> _SOURCE PASSAGE_
GE, Enel Green Power To Build One of the Largest Minnesota Wind Farms

August 7th, 2012 by  

General Electric (GE) and Enel Green Power North America are teaming up to build one of the biggest wind farms in the state of Minnesota.

Wind Turbine near Lake Benton, Minnesota

GE will commit $156 million in capital, or about 51% ownership stake in the project, which will see the 200 megawatt (MW) Prairie Rose project use GE made turbines, according to a statement released by GE.

Enel Green Power will commit a 49% ownership share, approximately $149 million in capital, and oversee the farm as project manager.

Meanwhile, both Enel Green Power and GE raised about $190 million in tax equity from a syndicate headed by J.P. Morgan. When the project is completed, the tax equity will be invested and cut both GE and Enel Green Power’s stake in the wind project. Other companies in the syndicate include Wells Fargo Wind Holdings LLC and Metropolitan Life Insurance Company.

The new project will help boost the local economy, creating 300 construction jobs, while creating close to 12 permanent jobs, and bringing approximately $850,000 annually in local tax revenue.

On the environmental side, the wind farm will take 650,000 tonnes of greenhouse gas emissions annually out of the atmosphere, while providing enough power to support 75,000 homes.

“This transaction showcases GE’s ability to provide both world-class technology and flexible financing structures for our customers and advances our long-term partnership with Enel Green Power, an established renewable energy leader,” Kevin Walsh, Managing Director of Power and Renewable Energy at GE Energy Financial Services, said in a statement.

> _DIRECTIONS_
• 1. Answer each question from the Prairie Rose article, one line each:
(a) How many megawatts will the Prairie Rose project produce?
(b) Who heads the syndicate that supplied the tax equity?
(c) About how many homes will the wind farm power?
• 2. According to the Prairie Rose article, why will GE's and Enel Green Power's stakes in the wind project get smaller?

> _ENTRIES_
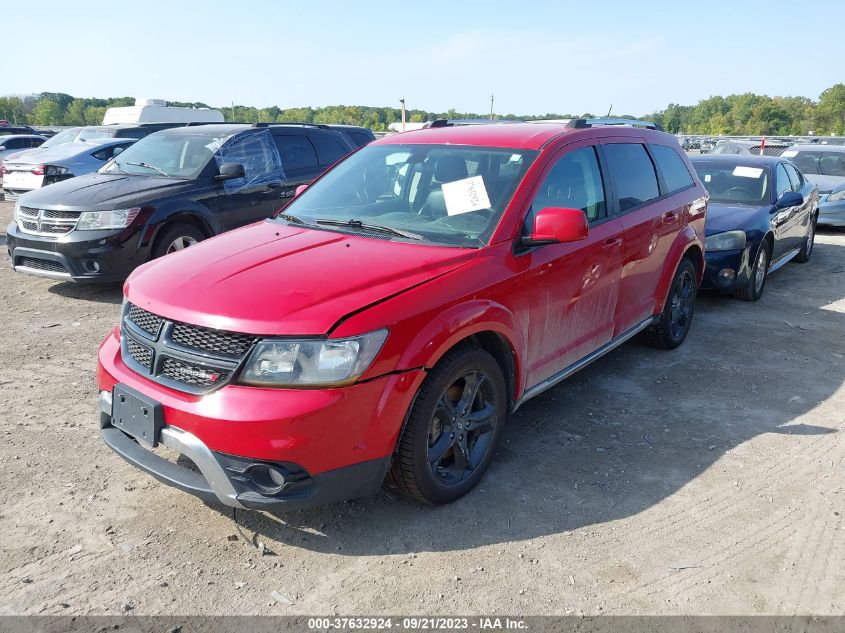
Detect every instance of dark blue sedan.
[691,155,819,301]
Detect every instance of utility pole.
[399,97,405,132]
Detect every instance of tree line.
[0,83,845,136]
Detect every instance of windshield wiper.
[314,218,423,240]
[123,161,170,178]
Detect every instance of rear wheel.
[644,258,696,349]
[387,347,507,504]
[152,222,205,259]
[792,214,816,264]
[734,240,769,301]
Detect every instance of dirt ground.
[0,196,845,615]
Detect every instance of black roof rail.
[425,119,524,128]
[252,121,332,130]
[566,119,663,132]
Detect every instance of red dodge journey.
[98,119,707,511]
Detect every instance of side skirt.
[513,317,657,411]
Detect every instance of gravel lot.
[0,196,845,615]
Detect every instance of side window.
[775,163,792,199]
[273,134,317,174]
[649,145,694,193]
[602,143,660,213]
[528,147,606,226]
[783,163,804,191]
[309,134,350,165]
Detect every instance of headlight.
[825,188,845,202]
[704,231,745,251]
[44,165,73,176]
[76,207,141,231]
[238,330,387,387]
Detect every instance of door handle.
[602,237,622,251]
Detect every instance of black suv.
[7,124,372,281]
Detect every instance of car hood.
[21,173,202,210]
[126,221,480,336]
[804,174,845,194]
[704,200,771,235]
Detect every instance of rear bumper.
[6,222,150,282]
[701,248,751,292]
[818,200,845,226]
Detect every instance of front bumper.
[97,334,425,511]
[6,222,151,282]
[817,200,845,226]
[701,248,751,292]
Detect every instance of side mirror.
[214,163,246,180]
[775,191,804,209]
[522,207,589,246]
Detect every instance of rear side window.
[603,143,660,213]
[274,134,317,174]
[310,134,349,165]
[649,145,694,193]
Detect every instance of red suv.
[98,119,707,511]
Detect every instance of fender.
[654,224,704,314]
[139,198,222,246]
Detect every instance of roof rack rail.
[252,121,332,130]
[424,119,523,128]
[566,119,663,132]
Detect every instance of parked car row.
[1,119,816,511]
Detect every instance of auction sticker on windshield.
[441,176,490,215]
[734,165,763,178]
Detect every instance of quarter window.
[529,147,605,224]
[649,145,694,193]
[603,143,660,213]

==

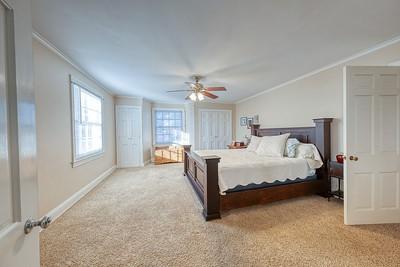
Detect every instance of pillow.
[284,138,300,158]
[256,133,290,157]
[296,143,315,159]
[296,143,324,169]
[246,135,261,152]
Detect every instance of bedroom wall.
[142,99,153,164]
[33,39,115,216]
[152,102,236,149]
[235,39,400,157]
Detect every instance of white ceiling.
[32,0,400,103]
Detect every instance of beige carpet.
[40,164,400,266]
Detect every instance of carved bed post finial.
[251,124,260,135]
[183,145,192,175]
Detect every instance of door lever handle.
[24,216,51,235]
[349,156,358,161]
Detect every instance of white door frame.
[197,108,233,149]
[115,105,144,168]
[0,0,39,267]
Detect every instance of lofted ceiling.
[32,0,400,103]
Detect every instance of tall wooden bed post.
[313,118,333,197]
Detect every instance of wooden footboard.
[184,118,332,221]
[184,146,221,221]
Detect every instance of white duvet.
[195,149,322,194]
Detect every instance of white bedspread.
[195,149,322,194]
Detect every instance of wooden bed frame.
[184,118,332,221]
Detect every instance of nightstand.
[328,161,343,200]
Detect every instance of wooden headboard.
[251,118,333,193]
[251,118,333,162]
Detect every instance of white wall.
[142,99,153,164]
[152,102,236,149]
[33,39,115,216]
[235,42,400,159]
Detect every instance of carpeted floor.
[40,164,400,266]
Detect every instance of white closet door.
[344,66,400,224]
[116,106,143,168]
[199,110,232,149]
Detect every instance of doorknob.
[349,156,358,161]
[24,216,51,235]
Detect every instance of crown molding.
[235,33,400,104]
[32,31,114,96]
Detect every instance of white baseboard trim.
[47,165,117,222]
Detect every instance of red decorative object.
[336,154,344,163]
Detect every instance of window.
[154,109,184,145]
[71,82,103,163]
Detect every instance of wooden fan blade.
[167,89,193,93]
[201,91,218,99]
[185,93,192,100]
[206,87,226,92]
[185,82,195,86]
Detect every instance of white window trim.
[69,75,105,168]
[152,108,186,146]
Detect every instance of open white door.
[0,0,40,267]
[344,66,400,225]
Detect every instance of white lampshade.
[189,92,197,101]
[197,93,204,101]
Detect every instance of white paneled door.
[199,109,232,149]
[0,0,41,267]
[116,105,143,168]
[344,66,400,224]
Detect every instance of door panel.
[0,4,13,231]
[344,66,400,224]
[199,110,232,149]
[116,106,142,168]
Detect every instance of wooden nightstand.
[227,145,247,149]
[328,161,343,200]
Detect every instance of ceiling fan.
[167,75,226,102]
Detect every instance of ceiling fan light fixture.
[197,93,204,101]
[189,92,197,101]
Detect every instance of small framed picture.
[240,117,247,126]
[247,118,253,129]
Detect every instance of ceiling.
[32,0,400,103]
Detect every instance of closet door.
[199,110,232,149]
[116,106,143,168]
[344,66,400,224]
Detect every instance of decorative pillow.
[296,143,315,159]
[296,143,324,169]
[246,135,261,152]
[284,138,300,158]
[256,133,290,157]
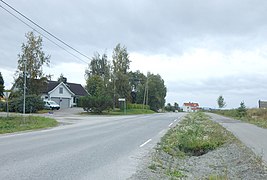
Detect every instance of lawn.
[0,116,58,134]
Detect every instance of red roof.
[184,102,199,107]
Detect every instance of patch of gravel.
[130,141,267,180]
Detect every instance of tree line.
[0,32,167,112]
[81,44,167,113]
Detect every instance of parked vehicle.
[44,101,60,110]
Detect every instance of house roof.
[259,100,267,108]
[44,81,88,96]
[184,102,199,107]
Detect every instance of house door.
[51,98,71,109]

> _SOLUTIONS_
• 1.
(a) 200 megawatts
(b) J.P. Morgan
(c) About 75,000 homes

• 2. The two companies raised about $190 million in tax equity from a syndicate headed by J.P. Morgan. When the project is finished, that tax equity will be invested in it, which cuts the stakes held by GE and Enel Green Power.